**Task goal**
When copying the data below, keep only the lines from the one with "Phrase: wispy cloud" through the one with "Phrase: cupped hand", word for word, and skip the pictures.

───── Data records

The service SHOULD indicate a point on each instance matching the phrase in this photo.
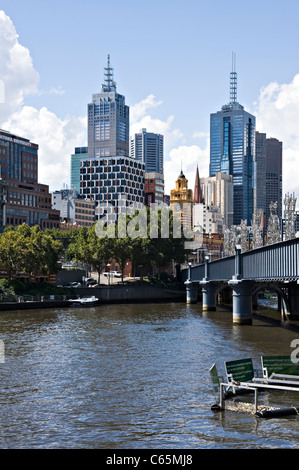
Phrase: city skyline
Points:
(172, 80)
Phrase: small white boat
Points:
(84, 301)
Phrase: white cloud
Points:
(140, 118)
(16, 69)
(186, 158)
(56, 137)
(277, 113)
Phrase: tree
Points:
(91, 249)
(25, 249)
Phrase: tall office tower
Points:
(181, 201)
(27, 200)
(268, 174)
(217, 191)
(260, 155)
(153, 188)
(197, 195)
(148, 148)
(232, 151)
(116, 184)
(108, 121)
(81, 153)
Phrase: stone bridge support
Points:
(209, 295)
(293, 300)
(242, 294)
(191, 289)
(242, 301)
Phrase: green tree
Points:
(90, 249)
(25, 249)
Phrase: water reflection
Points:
(130, 376)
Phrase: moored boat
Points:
(84, 301)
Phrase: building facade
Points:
(153, 188)
(81, 153)
(232, 151)
(148, 148)
(218, 191)
(115, 184)
(207, 219)
(108, 121)
(181, 201)
(73, 208)
(268, 175)
(27, 200)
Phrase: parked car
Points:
(74, 284)
(90, 282)
(113, 273)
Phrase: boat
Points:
(84, 301)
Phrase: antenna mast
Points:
(233, 81)
(108, 76)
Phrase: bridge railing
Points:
(279, 261)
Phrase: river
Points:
(132, 377)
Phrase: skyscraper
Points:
(27, 200)
(108, 120)
(232, 151)
(148, 148)
(269, 174)
(81, 153)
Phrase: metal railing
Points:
(278, 262)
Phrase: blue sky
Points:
(171, 60)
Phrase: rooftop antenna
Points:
(109, 83)
(233, 81)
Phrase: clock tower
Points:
(181, 201)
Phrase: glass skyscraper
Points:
(108, 121)
(232, 151)
(148, 148)
(81, 153)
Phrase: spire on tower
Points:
(109, 84)
(233, 81)
(197, 197)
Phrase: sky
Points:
(172, 61)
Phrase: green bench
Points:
(241, 375)
(280, 368)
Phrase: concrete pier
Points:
(191, 292)
(242, 302)
(209, 298)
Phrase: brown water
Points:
(132, 376)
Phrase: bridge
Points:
(273, 266)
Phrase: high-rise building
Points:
(148, 148)
(27, 200)
(116, 184)
(217, 191)
(197, 195)
(181, 201)
(81, 153)
(153, 188)
(232, 151)
(108, 121)
(268, 174)
(74, 208)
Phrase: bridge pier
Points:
(209, 291)
(191, 292)
(293, 297)
(242, 301)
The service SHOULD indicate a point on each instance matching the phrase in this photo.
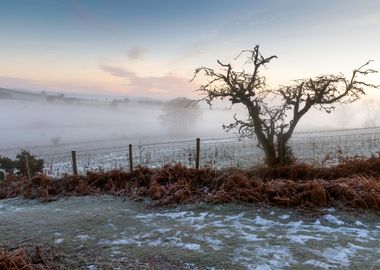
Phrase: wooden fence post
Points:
(74, 158)
(27, 169)
(130, 158)
(197, 150)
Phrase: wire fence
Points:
(319, 148)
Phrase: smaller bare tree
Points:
(274, 114)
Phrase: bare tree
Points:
(274, 114)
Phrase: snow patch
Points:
(332, 219)
(318, 264)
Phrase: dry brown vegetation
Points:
(354, 183)
(40, 258)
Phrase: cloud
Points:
(117, 72)
(168, 85)
(136, 53)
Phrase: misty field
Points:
(318, 148)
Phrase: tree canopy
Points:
(273, 114)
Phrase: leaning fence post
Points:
(197, 150)
(27, 170)
(130, 157)
(74, 158)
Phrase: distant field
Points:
(320, 148)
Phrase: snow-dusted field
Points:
(202, 236)
(323, 148)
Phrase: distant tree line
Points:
(24, 164)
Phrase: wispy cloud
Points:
(168, 85)
(136, 53)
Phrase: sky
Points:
(151, 48)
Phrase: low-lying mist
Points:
(26, 123)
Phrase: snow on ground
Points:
(220, 236)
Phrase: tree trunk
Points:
(284, 152)
(270, 155)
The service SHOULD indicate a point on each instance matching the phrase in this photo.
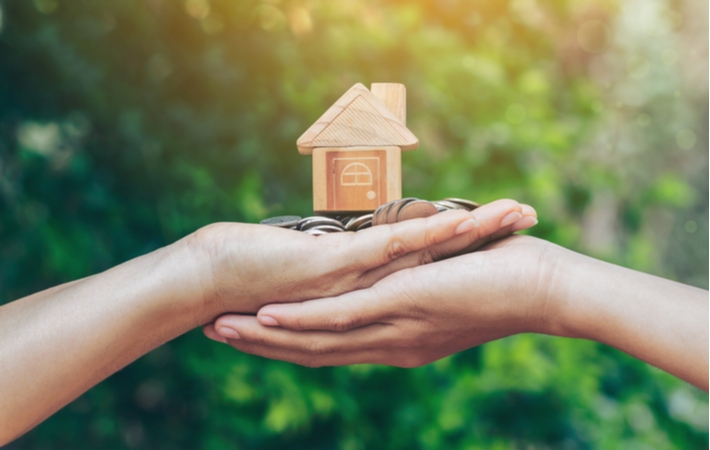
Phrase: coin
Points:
(326, 228)
(388, 213)
(448, 205)
(397, 205)
(315, 232)
(416, 209)
(310, 222)
(357, 223)
(282, 221)
(380, 215)
(468, 204)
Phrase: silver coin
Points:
(281, 221)
(310, 222)
(326, 228)
(367, 224)
(468, 204)
(315, 232)
(393, 212)
(416, 209)
(380, 216)
(357, 222)
(447, 204)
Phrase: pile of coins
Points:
(391, 212)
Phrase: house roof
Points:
(357, 119)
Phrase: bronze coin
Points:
(281, 221)
(468, 204)
(416, 209)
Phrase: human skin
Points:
(516, 285)
(58, 343)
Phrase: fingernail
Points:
(268, 321)
(524, 223)
(510, 219)
(218, 339)
(229, 333)
(467, 225)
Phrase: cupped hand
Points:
(412, 317)
(253, 265)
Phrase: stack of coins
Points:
(392, 212)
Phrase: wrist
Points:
(559, 278)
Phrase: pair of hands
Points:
(377, 298)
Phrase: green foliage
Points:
(127, 125)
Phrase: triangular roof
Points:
(357, 119)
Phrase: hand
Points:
(411, 317)
(252, 265)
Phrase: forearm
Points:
(58, 343)
(656, 320)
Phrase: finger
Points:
(373, 356)
(382, 244)
(247, 329)
(209, 331)
(345, 312)
(490, 219)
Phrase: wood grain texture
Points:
(356, 179)
(358, 118)
(394, 97)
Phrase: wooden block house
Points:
(356, 147)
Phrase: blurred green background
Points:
(125, 125)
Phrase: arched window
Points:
(356, 174)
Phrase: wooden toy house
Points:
(356, 147)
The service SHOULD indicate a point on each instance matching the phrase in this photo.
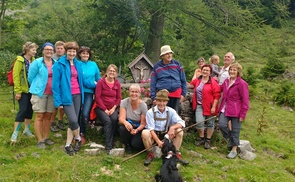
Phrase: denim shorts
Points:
(42, 105)
(200, 118)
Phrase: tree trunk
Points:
(152, 47)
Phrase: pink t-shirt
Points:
(111, 85)
(74, 81)
(48, 89)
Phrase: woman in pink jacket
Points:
(205, 102)
(234, 106)
(108, 98)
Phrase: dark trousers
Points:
(109, 126)
(135, 141)
(25, 108)
(72, 112)
(234, 134)
(174, 103)
(88, 101)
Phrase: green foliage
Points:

──────────

**Completed task**
Phrase: wispy cloud
Points:
(168, 85)
(136, 53)
Phrase: sky
Points:
(151, 48)
Phrase: low-lying mist
Points:
(26, 123)
Phrase: snow on ground
Points:
(220, 236)
Phrase: tree trunk
Points:
(284, 152)
(270, 155)
The service SHOULD indicate a point on each instance matching the phrase in this photo.
Phrase: coin
Points:
(326, 228)
(388, 213)
(448, 205)
(397, 205)
(315, 232)
(416, 209)
(310, 222)
(357, 223)
(282, 221)
(380, 215)
(468, 204)
Phrase: silver coin
Points:
(281, 221)
(310, 222)
(326, 228)
(367, 224)
(468, 204)
(315, 232)
(393, 212)
(416, 209)
(380, 216)
(357, 222)
(447, 204)
Phrase: pile of coins
Points:
(391, 212)
Phrase: house roof
Points:
(357, 119)
Phrase: bronze coin
Points:
(281, 221)
(468, 204)
(416, 209)
Phrase: human skin
Points:
(516, 285)
(58, 343)
Phrase: fingernail
Points:
(268, 321)
(524, 223)
(510, 219)
(218, 339)
(229, 333)
(467, 225)
Phrase: cupped hand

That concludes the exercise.